* QUOTED PASSAGE *
######
Against the mighty pull of institutional Religion one must
set the mightier draw of Science & Public Opinion (the
shield and sword of that accursed "secular humanism"). Such
an unholy alliance has worked well against churches before,
on such topics as divorce and abortion. With enough open
talk about the prevalence and acceptability of
homosexuality, that alliance can work again here.
[2] PORTRAY GAYS AS VICTIMS, NOT AS AGGRESSIVE CHALLENGERS.
In any campaign to win over the public, gays must be cast as
victims in need of protection so that straights will be
inclined by reflex to assume the role of protector. If gays
are presented, instead, as a strong and prideful tribe
promoting a rigidly nonconformist and deviant lifestyle,
they are more likely to be seen as a public menace that
justifies resistance and oppression. For that reason, we
must forego the temptation to strut our "gay pride" publicly
when it conflicts with the Gay Victim image. And we must
walk the fine line between impressing straights with our
great numbers, on the one hand, and sparking their hostile
paranoia-"They are all around us!"--on the other.
######
* SUPPLIED RECORDS *
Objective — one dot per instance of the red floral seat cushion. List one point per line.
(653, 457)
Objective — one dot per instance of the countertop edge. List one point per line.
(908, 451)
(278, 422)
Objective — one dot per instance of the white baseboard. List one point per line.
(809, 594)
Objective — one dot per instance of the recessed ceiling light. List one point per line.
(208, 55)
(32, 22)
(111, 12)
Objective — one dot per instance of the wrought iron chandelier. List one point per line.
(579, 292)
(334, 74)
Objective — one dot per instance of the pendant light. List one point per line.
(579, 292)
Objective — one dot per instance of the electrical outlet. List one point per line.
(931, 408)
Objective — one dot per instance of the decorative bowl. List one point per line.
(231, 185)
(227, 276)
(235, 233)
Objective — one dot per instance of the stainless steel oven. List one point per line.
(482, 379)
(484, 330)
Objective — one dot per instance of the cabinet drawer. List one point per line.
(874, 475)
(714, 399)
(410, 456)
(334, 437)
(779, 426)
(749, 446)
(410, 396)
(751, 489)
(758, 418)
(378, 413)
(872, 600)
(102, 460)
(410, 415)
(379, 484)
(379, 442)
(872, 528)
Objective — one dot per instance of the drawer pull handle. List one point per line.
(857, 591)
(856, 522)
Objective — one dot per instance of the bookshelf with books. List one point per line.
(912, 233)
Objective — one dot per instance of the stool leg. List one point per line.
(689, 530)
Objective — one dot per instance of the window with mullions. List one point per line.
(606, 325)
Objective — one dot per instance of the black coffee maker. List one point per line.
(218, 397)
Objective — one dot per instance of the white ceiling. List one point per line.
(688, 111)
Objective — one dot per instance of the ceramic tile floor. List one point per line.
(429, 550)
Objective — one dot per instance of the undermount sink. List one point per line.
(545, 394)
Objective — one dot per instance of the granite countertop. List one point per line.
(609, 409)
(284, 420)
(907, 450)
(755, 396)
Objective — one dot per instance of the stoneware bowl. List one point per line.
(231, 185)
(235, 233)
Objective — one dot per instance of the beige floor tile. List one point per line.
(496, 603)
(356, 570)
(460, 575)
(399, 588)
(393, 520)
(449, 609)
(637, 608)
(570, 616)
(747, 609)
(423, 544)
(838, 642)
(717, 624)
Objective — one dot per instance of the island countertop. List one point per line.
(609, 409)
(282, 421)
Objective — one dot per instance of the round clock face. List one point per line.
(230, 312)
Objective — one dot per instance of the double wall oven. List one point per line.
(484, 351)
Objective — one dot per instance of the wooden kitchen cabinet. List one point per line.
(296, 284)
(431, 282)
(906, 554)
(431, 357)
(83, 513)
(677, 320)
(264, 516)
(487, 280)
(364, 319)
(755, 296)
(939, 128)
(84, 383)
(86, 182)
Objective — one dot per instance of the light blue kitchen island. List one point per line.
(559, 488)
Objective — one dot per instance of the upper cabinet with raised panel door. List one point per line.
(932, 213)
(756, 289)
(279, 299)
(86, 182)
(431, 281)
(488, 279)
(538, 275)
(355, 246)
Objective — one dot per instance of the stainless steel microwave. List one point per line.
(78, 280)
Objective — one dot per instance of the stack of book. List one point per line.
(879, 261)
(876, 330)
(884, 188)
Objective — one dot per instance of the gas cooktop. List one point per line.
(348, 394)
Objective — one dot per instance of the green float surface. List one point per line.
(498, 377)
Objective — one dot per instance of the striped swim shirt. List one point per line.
######
* REQUIRED TASKS *
1) In the passage on winning over the public, on which topics has the alliance of science and public opinion already worked against churches?
2) Please pull out every row that contains the word "white", treating case as significant.

* SOLUTIONS FOR EACH TASK *
1) Divorce and abortion.

2)
Objective — one dot per instance of the white baseboard. List one point per line.
Objective — one dot per instance of the white ceiling. List one point per line.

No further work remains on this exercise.